> _What this exercise asks_
(a) In the baseball commentary below, list every person named in the paragraph that begins "The downside to Matsui."
(b) According to the baseball commentary below, what percentage of potential basestealers has Chris Snyder caught in his career?
(c) Reproduce the passage of the baseball commentary below that begins with the words containing "CHRIS SNYDER IN" and ends with "hitter in 2010.".

> _Text to read_
####################
Word to the wise: no one had better mention Garrett Anderson if they know what’s good for them.  

Another alternative is to pursue a trade, but that’s going to cost the Yankees pitching resources that Brian Cashman has preferred to hoard, or just money, if he wanted to take on a bloated contract like that of Vernon Wells — not that there’s any reason to do that. It’s hard to know exactly who the Yankees might get, and if they could trade into someone young instead of a veteran as flawed as the free agents above.

If the Yankees prefer to limit their choices to Damon or Matsui, the argument for one vs. the other comes down to which you believe will better bear up at an advanced age. The answer just might be Matsui, compromised knees and all. Damon had a swell year, but a good deal of his power production was due to his becoming adept at poking the ball down the left field line for home runs at Yankee Stadium. His ability to hit on the road, which necessarily is exactly half his job, was less certain. He hit a respectable .284/.349/.446 with seven home runs. Matsui hit 15 home runs on the road, having not taken advantage of Yankee Stadium to the same extent that Damon did. He’s far more likely to adapt to the ballpark next year than Damon is to start hitting on the road.

The downside to Matsui is that while Damon’s days as a defensive asset seem to have gone the way of the economy, at least you can stick him in left field as needed, whereas to have Matsui available at all you have to restrict him to designated hitting. That’s a serious problem, as it clogs up the roster and prevents the Yankees from resting other players in the DH spot. However, it could be a blessing in disguise. The problem with a DH rotation is and always has been who the on-field subs are. If Alex Rodriguez spends ten games next season DHing, then who plays third base for those ten games? If it’s Ramiro Pena, then you’ve taken a huge offensive hit. Ditto any Jorge Posada/Frankie Cervelli DH/catcher combo, or Derek Jeter/Ramiro Pena. If Matsui is on the roster, then subs will play only as needed, whereas with Damon around, Joe Girardi might feel liberated, even obligated, to give players rest.

The best answer remains “neither” and “Get some guys between 22 and 27!” but this is easier said than done in this age of baseball in which “young” is synonymous with “cheap.”

CHRIS SNYDER IN THE WIND
The Arizona Republic (with a h/t to MLB Trade Rumors) reports that the Diamondbacks have been talking about moving catcher Chris Snyder, who lost his job to Miguel Montero this year, for Toronto first baseman Lyle Overbay. The deal has apparently fallen through, but that’s good news as this is a player the Yankees should very much be in on if they expect Jorge Posada to spend significant time as the designated hitter in 2010.

Snyder, 28 next year, missed a good chunk of the season due to a nerve problem in his lower back and was no fun when he did play because of it. However, from 2005 through 2008, he hit a combined .251/.346/.438 with a home run every 24 at-bats (or 21 in a 500 at-bat season). Those are strong numbers for a part-time catcher. Now, he did have some flaws during that time. He disappeared versus right-handed pitchers (.222/.314/.374 vs. .273/.374/.460 vs. left-handers) and on the road (.229/.323/.405 vs. 247/.344/.394 at home), though he did maintain his power away from the hot, dry air of Phoenix. In his career, he has caught 32 percent of potential basestealers, which is a bit better than Posada, four or five more caught per 100 attempts, assuming Posada has another year at 2009’s 28 percent in him.
####################
[Records excerpted from a collection]
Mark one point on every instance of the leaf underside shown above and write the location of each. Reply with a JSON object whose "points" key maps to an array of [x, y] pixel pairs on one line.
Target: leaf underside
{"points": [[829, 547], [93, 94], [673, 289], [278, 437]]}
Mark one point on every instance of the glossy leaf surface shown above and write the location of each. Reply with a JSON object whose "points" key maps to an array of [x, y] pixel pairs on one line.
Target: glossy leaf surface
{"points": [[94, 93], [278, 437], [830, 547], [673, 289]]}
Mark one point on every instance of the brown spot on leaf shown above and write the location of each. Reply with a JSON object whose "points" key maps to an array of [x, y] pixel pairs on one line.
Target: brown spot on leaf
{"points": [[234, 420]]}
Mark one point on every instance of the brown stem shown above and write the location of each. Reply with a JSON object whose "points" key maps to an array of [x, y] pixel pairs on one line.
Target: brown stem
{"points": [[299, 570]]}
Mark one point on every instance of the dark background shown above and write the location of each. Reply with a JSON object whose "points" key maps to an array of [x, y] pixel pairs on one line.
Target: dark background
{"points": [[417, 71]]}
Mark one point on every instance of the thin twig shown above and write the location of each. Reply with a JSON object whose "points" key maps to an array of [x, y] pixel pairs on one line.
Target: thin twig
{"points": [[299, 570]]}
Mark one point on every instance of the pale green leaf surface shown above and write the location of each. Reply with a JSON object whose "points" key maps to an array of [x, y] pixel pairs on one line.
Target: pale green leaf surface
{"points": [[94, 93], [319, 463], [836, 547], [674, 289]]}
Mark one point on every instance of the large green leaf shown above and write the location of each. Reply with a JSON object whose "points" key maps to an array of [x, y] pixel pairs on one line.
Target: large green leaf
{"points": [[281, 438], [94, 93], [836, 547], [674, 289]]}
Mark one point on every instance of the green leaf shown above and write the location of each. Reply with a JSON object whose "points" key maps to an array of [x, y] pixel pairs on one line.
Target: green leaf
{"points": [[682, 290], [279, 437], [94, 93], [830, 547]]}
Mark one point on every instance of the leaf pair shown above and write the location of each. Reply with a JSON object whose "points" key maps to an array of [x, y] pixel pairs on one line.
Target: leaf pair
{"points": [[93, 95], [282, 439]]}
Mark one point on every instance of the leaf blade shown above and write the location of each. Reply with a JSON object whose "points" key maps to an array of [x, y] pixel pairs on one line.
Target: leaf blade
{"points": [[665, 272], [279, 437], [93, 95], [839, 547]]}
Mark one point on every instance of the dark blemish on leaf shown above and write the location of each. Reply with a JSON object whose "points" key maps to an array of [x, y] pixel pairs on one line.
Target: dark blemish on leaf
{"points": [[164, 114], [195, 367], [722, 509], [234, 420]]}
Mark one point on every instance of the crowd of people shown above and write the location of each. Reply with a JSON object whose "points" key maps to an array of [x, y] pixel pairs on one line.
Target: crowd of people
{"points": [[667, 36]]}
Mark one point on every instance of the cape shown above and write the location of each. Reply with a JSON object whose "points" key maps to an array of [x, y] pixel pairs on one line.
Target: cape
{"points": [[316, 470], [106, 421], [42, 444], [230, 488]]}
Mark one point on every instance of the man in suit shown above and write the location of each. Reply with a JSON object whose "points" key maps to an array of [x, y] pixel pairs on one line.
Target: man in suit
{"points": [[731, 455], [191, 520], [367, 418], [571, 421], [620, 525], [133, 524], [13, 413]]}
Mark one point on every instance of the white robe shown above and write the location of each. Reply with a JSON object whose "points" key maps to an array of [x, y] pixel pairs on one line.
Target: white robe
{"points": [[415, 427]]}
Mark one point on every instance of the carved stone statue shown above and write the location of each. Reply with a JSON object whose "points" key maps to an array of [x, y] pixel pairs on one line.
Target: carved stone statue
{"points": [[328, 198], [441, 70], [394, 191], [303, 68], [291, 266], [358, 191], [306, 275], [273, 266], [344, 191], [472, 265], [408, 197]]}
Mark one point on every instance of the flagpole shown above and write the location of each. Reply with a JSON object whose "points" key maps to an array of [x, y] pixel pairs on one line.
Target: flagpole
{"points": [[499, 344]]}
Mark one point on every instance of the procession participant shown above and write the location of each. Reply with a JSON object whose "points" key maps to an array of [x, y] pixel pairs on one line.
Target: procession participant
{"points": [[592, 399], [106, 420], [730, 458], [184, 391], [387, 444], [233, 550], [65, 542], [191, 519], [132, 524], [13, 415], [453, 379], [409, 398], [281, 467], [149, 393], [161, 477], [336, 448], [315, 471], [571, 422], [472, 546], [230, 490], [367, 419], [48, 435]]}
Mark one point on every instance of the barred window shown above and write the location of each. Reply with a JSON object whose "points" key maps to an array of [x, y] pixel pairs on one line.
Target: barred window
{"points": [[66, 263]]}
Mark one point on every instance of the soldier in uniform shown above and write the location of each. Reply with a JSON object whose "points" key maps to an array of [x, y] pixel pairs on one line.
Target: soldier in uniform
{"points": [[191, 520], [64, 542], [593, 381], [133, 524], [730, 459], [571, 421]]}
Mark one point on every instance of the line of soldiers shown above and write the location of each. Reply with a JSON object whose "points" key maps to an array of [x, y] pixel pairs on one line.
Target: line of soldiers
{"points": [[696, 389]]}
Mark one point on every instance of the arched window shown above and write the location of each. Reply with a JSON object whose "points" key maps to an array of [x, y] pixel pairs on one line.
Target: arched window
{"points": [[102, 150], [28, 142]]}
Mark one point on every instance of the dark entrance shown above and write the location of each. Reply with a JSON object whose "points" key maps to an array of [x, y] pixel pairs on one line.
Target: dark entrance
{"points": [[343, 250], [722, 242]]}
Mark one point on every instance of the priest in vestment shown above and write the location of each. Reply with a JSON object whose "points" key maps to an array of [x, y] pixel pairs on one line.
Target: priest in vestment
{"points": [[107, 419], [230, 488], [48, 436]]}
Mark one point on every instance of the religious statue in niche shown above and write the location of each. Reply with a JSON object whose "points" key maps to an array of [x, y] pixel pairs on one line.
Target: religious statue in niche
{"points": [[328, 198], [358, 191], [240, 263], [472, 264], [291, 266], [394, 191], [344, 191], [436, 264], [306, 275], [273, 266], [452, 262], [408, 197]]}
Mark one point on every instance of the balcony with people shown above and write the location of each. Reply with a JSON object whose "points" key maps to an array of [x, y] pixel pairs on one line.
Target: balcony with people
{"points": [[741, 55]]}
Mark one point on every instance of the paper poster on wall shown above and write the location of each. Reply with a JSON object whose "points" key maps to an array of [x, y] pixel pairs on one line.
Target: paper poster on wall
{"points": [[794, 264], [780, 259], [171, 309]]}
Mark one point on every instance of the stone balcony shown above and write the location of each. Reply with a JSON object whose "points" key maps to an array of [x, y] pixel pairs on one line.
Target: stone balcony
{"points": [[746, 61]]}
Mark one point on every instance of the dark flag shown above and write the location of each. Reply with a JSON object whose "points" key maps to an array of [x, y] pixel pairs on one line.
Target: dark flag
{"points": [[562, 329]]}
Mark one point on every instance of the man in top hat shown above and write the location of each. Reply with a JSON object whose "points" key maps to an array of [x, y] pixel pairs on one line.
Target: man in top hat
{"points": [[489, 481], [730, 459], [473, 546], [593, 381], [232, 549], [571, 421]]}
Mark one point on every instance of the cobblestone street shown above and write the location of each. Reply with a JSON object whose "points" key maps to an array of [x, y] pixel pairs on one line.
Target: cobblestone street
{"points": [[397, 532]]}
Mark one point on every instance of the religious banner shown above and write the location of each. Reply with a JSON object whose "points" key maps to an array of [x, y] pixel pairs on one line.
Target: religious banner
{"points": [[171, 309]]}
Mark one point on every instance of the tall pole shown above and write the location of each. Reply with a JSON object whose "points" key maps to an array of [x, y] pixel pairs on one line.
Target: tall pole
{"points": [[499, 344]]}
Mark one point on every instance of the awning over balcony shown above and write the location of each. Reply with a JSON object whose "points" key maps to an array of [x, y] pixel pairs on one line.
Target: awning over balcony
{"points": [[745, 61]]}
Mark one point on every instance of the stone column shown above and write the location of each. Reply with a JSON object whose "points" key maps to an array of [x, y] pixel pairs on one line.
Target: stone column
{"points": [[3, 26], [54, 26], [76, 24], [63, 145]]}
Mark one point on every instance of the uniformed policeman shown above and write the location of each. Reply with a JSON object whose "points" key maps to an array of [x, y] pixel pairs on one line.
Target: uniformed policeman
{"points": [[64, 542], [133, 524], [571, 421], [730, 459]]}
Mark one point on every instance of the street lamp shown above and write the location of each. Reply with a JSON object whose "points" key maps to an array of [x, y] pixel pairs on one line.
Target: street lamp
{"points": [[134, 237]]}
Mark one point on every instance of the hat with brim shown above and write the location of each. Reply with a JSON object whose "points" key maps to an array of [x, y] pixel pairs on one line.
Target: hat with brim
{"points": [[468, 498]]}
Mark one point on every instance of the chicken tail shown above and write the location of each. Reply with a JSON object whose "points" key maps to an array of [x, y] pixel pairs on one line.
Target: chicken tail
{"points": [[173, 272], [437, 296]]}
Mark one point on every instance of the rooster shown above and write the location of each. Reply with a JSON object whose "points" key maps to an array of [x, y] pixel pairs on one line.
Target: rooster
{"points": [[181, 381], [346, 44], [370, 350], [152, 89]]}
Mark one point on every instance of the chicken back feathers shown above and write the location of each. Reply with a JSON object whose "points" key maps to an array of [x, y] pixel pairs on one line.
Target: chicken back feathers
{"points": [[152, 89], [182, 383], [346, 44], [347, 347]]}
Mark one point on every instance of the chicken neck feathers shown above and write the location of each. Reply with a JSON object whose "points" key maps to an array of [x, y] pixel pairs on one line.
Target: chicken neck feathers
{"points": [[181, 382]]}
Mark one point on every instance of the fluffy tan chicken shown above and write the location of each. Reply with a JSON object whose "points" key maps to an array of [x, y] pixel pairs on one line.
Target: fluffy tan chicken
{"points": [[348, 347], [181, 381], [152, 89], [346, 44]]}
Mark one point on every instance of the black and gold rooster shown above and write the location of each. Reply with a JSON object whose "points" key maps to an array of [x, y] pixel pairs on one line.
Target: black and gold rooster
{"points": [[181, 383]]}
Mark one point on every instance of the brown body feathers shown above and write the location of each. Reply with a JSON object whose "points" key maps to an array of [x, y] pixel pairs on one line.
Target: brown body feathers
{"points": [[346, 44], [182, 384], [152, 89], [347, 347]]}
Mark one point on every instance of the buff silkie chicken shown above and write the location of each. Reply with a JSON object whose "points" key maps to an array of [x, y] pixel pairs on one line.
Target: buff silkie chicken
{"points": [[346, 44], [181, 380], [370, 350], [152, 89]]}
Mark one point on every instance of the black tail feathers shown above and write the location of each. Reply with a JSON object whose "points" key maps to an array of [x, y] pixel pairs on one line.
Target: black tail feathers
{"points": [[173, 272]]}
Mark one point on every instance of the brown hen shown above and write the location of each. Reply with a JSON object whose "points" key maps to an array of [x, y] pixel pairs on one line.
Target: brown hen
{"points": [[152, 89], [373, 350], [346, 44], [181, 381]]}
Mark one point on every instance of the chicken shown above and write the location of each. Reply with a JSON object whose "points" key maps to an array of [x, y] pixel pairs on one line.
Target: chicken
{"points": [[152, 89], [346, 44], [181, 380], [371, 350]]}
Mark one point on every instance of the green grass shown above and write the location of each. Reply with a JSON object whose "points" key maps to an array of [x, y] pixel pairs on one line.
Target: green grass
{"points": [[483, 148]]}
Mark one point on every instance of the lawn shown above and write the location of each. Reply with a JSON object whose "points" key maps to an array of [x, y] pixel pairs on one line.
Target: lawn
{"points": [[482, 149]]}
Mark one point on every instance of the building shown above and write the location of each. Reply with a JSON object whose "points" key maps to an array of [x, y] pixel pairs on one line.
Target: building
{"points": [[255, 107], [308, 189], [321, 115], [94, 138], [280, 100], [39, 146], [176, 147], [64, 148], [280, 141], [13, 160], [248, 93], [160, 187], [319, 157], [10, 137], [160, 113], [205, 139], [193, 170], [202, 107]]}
####################
> _Answers given_
(a) Damon, Matsui, Alex Rodriguez, Ramiro Pena, Jorge Posada, Frankie Cervelli, Derek Jeter, Joe Girardi

(b) 32 percent

(c)
CHRIS SNYDER IN THE WIND
The Arizona Republic (with a h/t to MLB Trade Rumors) reports that the Diamondbacks have been talking about moving catcher Chris Snyder, who lost his job to Miguel Montero this year, for Toronto first baseman Lyle Overbay. The deal has apparently fallen through, but that’s good news as this is a player the Yankees should very much be in on if they expect Jorge Posada to spend significant time as the designated hitter in 2010.